WHAT IS EXPECTED: Nothing but the line with "box: [0, 8, 612, 439]" and the lines after it, through the end of the records below, is to be repeated, exactly as it is.

[INFORMATION PROVIDED — start]

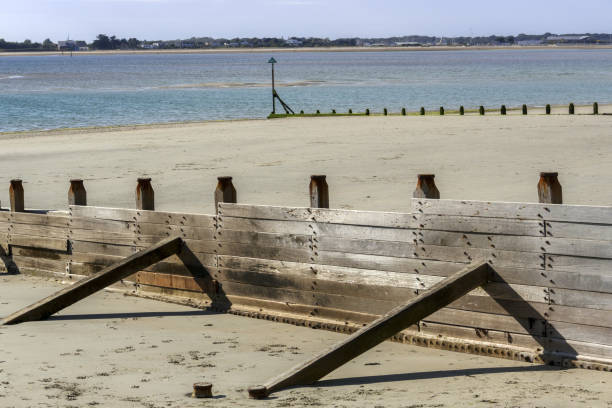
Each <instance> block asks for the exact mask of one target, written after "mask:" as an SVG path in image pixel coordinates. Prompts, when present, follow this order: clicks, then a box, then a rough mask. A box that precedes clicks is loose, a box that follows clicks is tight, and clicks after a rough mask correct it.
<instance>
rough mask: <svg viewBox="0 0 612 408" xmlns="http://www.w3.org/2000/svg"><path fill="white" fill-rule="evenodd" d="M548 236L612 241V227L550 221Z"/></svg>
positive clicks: (577, 238)
mask: <svg viewBox="0 0 612 408" xmlns="http://www.w3.org/2000/svg"><path fill="white" fill-rule="evenodd" d="M610 223H611V224H612V221H611V222H610ZM546 235H547V236H550V237H553V238H576V239H592V240H596V241H612V225H604V224H578V223H573V222H558V221H549V222H547V223H546Z"/></svg>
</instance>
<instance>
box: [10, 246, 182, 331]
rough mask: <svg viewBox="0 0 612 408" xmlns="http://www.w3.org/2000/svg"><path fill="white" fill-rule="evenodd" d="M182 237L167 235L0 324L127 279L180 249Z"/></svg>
mask: <svg viewBox="0 0 612 408" xmlns="http://www.w3.org/2000/svg"><path fill="white" fill-rule="evenodd" d="M181 246H182V239H181V238H170V239H167V240H164V241H162V242H161V243H159V244H158V245H154V246H152V247H150V248H148V249H146V250H144V251H141V252H139V253H137V254H134V255H132V256H130V257H128V258H126V259H124V260H123V261H121V262H118V263H116V264H114V265H112V266H109V267H108V268H106V269H104V270H102V271H100V272H99V273H97V274H96V275H93V276H91V277H89V278H86V279H83V280H81V281H79V282H77V283H76V284H74V285H72V286H70V287H67V288H64V289H62V290H60V291H59V292H57V293H55V294H53V295H51V296H49V297H47V298H45V299H43V300H41V301H39V302H36V303H34V304H32V305H30V306H28V307H26V308H24V309H22V310H20V311H18V312H15V313H13V314H12V315H10V316H8V317H7V318H5V319H4V320H2V322H1V323H0V325H4V324H15V323H21V322H26V321H32V320H41V319H45V318H47V317H49V316H51V315H52V314H54V313H57V312H58V311H60V310H62V309H64V308H66V307H68V306H70V305H72V304H74V303H76V302H78V301H79V300H82V299H84V298H86V297H87V296H89V295H91V294H93V293H96V292H98V291H100V290H102V289H104V288H105V287H107V286H109V285H111V284H113V283H115V282H117V281H119V280H121V279H124V278H126V277H127V276H129V275H131V274H132V273H134V272H137V271H138V270H140V269H142V268H144V267H146V266H148V265H151V264H153V263H155V262H158V261H161V260H162V259H164V258H167V257H168V256H170V255H173V254H177V253H179V252H180V250H181Z"/></svg>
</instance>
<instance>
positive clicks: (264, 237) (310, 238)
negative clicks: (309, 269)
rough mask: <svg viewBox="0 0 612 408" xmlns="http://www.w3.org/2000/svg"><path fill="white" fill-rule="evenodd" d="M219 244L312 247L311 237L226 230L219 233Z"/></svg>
mask: <svg viewBox="0 0 612 408" xmlns="http://www.w3.org/2000/svg"><path fill="white" fill-rule="evenodd" d="M217 242H220V243H240V244H249V245H253V246H260V247H275V248H299V249H307V248H310V247H311V246H312V241H311V236H310V235H296V234H271V233H258V232H250V231H234V230H228V229H225V228H224V229H223V230H221V231H218V232H217Z"/></svg>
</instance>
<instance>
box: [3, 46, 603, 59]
mask: <svg viewBox="0 0 612 408" xmlns="http://www.w3.org/2000/svg"><path fill="white" fill-rule="evenodd" d="M577 49H578V50H609V49H612V44H609V45H535V46H520V45H513V46H474V47H462V46H432V47H311V48H305V47H301V48H221V49H218V48H216V49H208V48H206V49H201V48H198V49H185V48H183V49H158V50H96V51H73V52H72V53H70V52H61V51H23V52H7V51H0V57H12V56H22V57H23V56H50V55H58V56H62V55H65V56H70V54H72V55H73V56H84V55H156V54H241V53H245V54H261V53H269V52H274V53H296V52H388V51H393V52H403V51H405V52H411V51H412V52H424V51H470V50H472V51H497V50H577Z"/></svg>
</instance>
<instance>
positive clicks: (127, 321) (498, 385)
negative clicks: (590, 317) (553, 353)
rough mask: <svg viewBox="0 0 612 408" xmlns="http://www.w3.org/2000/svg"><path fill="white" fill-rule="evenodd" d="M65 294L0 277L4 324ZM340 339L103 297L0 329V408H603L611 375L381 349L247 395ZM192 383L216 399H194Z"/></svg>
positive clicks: (610, 401)
mask: <svg viewBox="0 0 612 408" xmlns="http://www.w3.org/2000/svg"><path fill="white" fill-rule="evenodd" d="M60 287H61V284H60V282H51V281H48V280H43V279H40V278H34V277H24V276H0V317H1V316H6V315H7V314H9V313H11V312H13V311H15V310H17V309H19V308H21V307H23V306H26V305H27V304H29V303H31V302H33V301H36V300H38V299H40V298H42V297H43V296H46V295H48V294H50V293H52V292H53V291H55V290H57V289H58V288H60ZM343 337H344V335H342V334H338V333H331V332H327V331H320V330H313V329H308V328H301V327H295V326H292V325H287V324H281V323H272V322H268V321H263V320H255V319H249V318H244V317H237V316H233V315H226V314H213V313H207V312H203V311H200V310H197V309H192V308H188V307H185V306H178V305H174V304H168V303H162V302H157V301H153V300H146V299H141V298H135V297H130V296H124V295H122V294H120V293H116V292H107V291H105V292H100V293H98V294H96V295H94V296H92V297H90V298H88V299H85V300H83V301H81V302H80V303H77V304H76V305H73V306H71V307H70V308H68V309H66V310H64V311H63V312H61V313H59V314H58V315H57V316H56V317H53V318H51V319H50V320H47V321H42V322H30V323H24V324H20V325H16V326H6V327H0V406H2V407H6V408H9V407H34V406H35V407H84V406H104V407H148V408H154V407H160V408H161V407H202V406H206V407H230V406H231V407H294V406H295V407H305V406H308V407H310V406H321V407H328V406H329V407H332V406H333V407H364V406H368V407H412V408H416V407H497V406H504V407H576V406H585V407H610V406H612V387H610V384H611V383H612V375H610V373H606V372H597V371H587V370H580V369H572V370H564V369H558V368H553V367H547V366H538V365H531V364H527V363H520V362H514V361H506V360H500V359H495V358H487V357H480V356H473V355H469V354H460V353H452V352H446V351H440V350H431V349H426V348H421V347H415V346H408V345H403V344H396V343H390V342H386V343H384V344H382V345H380V346H379V347H376V348H375V349H373V350H370V351H369V352H367V353H366V354H364V355H362V356H360V357H359V358H357V359H356V360H354V361H352V362H350V363H348V364H347V365H345V366H344V367H341V368H340V369H338V370H337V371H335V372H333V373H332V374H331V375H329V376H328V377H326V378H325V379H324V380H323V381H321V382H319V383H318V384H317V385H316V386H314V387H302V388H294V389H290V390H285V391H282V392H279V393H277V394H274V395H273V396H272V397H271V398H270V399H268V400H266V401H255V400H249V399H248V397H247V392H246V389H247V388H248V387H249V386H252V385H256V384H258V383H261V382H264V381H265V380H266V379H268V378H269V377H271V376H274V375H276V374H278V373H279V372H280V371H282V370H285V369H287V368H289V367H291V366H293V365H294V364H296V363H299V362H302V361H304V360H305V359H308V358H309V357H311V356H313V355H314V354H316V353H317V352H319V351H321V350H322V349H323V348H324V347H326V346H329V345H332V344H334V343H335V342H337V341H339V340H340V339H342V338H343ZM194 382H211V383H212V384H213V392H214V394H215V398H214V399H212V400H194V399H191V398H190V397H189V396H188V394H190V392H191V387H192V384H193V383H194Z"/></svg>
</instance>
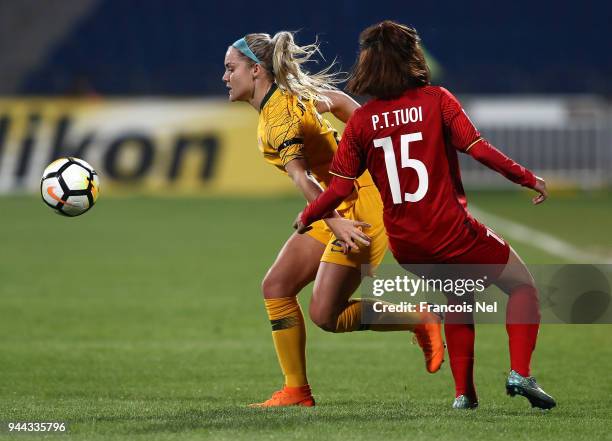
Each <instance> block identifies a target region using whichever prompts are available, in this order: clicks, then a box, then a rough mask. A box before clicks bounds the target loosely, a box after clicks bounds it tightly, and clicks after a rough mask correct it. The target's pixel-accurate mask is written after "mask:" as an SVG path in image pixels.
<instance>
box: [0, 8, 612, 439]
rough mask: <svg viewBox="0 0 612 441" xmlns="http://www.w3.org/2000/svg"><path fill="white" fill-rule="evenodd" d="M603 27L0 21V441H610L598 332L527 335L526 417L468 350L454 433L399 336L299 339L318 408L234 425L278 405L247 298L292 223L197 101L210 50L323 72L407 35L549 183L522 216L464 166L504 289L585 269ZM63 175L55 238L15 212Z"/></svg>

[INFORMATION PROVIDED — finish]

ANSWER FOR THE TASK:
box: [0, 8, 612, 439]
rough mask: <svg viewBox="0 0 612 441" xmlns="http://www.w3.org/2000/svg"><path fill="white" fill-rule="evenodd" d="M603 27L0 21V441H610L598 332L527 335L526 417L468 350L454 433L399 336L299 339L318 408L234 425L278 405L247 298L292 223L197 101L210 50L323 72L407 35L549 183L522 216L464 166L504 289L585 269ZM63 175L55 238L15 212Z"/></svg>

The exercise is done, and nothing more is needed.